**REQUIRED ACTION**. Transcribe all of the entries below exactly. Leave out the pictures.

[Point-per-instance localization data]
═══

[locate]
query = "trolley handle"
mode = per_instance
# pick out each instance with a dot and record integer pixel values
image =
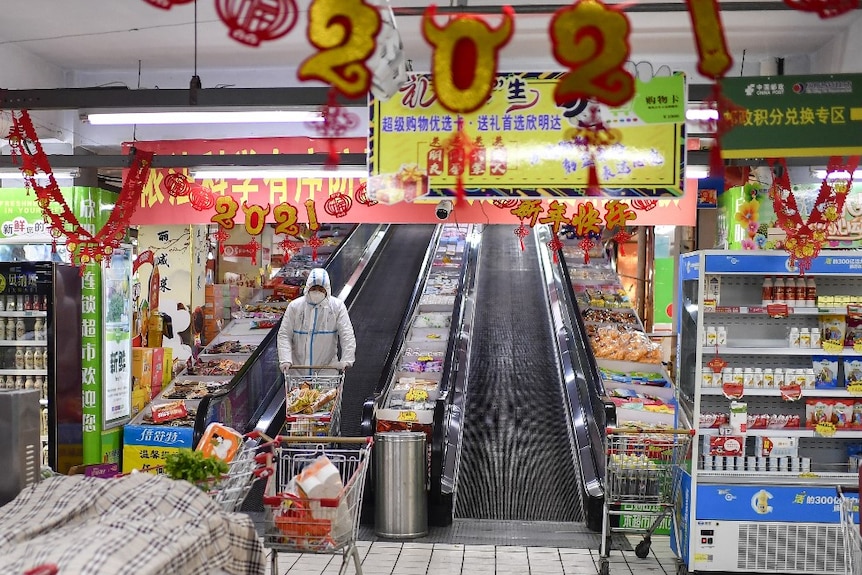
(642, 430)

═══

**YOUR SOLUTION**.
[locate]
query = "trolley handle"
mode = per_instance
# pick out each instance with a dot and record integer pixel values
image =
(642, 430)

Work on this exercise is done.